• Excerpts from a dataset:
☆ ☆ ☆ ☆ ☆
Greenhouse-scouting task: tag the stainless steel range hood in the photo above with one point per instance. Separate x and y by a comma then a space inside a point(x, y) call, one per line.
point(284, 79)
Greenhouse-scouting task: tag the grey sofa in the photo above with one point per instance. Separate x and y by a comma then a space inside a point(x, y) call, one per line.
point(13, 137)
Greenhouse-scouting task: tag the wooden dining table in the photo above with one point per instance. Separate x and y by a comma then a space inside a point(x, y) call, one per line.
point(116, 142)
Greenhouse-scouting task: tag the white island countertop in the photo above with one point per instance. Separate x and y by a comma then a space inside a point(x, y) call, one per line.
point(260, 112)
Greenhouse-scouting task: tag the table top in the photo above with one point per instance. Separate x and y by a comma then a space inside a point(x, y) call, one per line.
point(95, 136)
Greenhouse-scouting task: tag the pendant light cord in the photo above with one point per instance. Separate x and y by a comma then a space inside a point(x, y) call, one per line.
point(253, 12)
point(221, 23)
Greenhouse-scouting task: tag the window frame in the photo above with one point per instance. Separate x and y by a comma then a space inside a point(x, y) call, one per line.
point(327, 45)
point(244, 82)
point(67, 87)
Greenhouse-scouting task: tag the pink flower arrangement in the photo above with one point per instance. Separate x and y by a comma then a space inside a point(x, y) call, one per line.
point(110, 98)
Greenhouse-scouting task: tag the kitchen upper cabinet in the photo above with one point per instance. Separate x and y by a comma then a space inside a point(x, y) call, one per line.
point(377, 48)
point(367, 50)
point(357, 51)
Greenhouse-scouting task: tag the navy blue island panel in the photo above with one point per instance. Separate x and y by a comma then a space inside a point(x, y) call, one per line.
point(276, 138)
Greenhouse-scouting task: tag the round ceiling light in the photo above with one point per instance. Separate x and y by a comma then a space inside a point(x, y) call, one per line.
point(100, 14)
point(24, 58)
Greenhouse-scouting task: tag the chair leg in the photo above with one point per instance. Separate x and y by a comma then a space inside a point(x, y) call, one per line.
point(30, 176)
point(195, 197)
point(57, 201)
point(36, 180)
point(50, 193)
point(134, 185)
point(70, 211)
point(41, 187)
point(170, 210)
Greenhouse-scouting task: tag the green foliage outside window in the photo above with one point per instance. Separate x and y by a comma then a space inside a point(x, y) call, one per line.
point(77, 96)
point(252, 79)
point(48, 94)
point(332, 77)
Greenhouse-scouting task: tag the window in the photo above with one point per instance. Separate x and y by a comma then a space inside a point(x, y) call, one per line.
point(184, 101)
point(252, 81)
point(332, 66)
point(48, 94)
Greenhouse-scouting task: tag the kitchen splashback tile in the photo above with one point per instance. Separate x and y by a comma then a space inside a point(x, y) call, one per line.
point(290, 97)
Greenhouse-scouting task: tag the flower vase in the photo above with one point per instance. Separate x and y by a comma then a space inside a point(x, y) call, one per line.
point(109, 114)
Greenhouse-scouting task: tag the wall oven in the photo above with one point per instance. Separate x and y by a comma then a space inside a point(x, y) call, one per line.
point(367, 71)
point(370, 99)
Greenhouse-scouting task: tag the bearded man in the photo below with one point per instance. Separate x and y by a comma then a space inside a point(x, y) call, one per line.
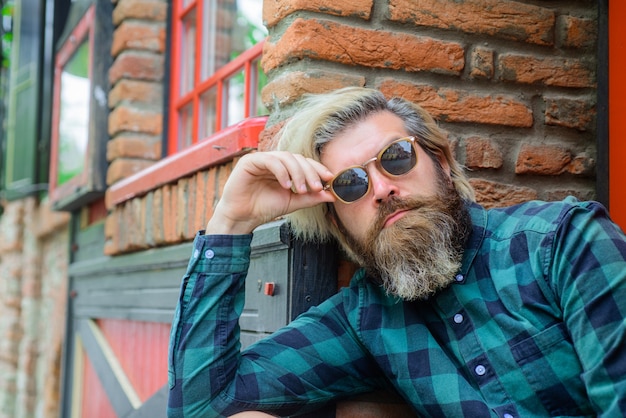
☆ ☆ ☆ ☆ ☆
• Work to complete:
Only the lines from the one with "Greenhouse-scouting task: tag the wall" through the last line of the records above are wanted, copied exactly and with pictures omitted.

• Worked solution:
Greenhouse-scouting task: tag the wall oven in the photo above with one point per instance. Separate x and y by a comma then a space inside a point(x, y) call, one per line.
point(367, 71)
point(370, 99)
Greenhouse-scouting task: tag the bearded man in the photo below with one point per instance. Separate x and y by a comma then a space inside a point(x, y) call, one per line.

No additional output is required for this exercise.